Dataset records =
++++
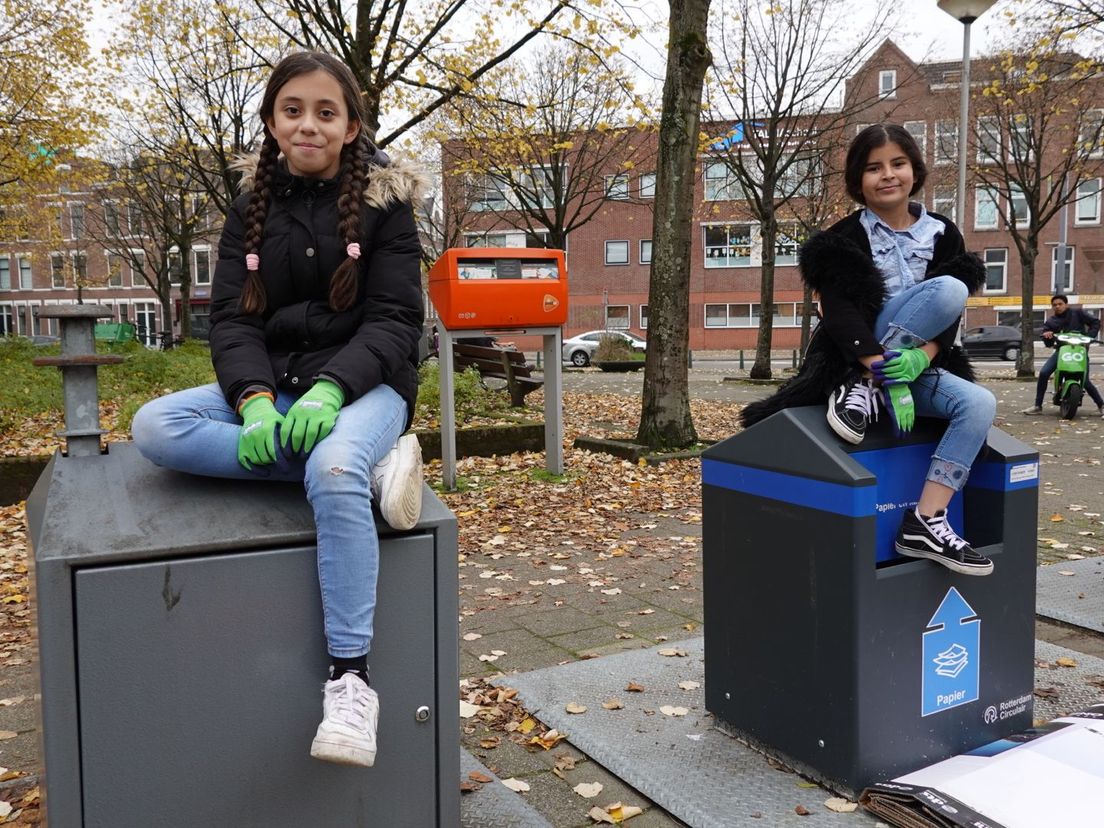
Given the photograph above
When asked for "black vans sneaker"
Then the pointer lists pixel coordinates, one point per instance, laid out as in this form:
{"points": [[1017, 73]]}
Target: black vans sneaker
++++
WHAT TO WORK ON = Reproduce every line above word for word, omitting the picture.

EXERCISE SOLUTION =
Given the photograph above
When asked for "black vans sneaker"
Then the pointer lists pixel coordinates, one point per instance, laid out as in this form:
{"points": [[1017, 73]]}
Target: black vans sneaker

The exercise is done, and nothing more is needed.